Work instruction:
Work out how many lines of the data below hold the string "grille". Answer with that number alone.

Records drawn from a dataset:
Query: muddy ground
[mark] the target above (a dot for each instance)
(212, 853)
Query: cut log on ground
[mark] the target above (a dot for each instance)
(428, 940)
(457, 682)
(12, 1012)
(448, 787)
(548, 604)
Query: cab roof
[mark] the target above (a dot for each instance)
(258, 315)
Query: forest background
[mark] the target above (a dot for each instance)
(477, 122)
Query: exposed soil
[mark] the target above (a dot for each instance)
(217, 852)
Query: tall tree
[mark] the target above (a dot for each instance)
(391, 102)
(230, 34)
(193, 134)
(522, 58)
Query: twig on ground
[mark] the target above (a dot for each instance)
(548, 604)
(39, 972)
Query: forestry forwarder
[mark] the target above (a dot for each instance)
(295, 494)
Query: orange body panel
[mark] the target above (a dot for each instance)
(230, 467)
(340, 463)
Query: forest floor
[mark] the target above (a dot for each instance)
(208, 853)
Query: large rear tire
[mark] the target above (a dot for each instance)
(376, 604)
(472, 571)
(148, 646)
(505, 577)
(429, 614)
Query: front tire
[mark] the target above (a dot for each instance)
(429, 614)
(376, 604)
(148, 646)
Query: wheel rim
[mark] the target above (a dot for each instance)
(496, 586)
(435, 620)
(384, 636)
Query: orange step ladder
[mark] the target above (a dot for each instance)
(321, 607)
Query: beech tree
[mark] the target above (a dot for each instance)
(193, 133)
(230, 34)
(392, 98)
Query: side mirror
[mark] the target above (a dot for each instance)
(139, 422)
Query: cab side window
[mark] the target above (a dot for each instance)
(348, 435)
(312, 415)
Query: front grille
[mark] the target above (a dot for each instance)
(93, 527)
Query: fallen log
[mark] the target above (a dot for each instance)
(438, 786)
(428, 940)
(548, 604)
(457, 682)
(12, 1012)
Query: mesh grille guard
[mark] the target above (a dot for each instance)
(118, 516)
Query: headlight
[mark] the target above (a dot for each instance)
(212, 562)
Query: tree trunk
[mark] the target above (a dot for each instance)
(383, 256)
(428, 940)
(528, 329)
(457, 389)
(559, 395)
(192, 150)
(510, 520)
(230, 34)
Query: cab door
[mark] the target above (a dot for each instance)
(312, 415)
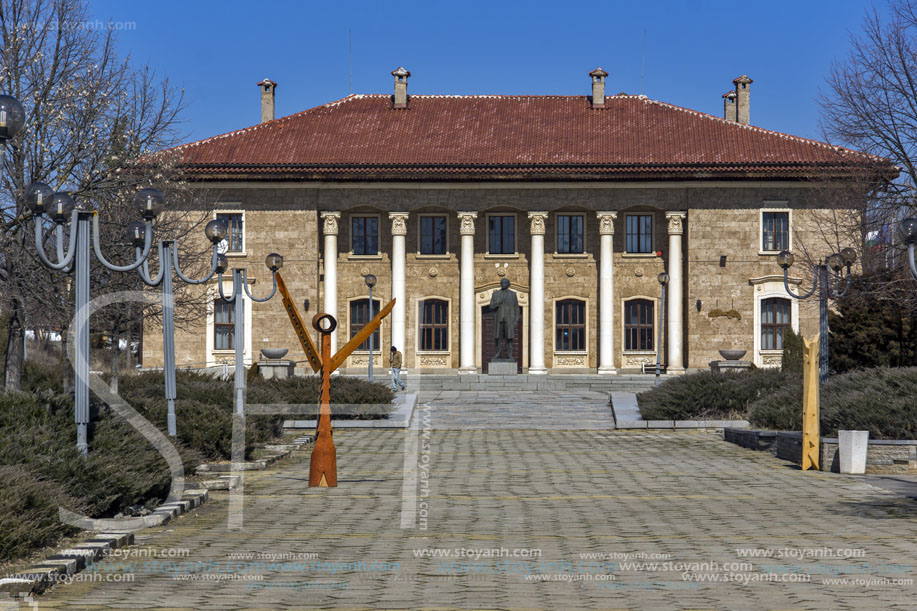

Answer space:
2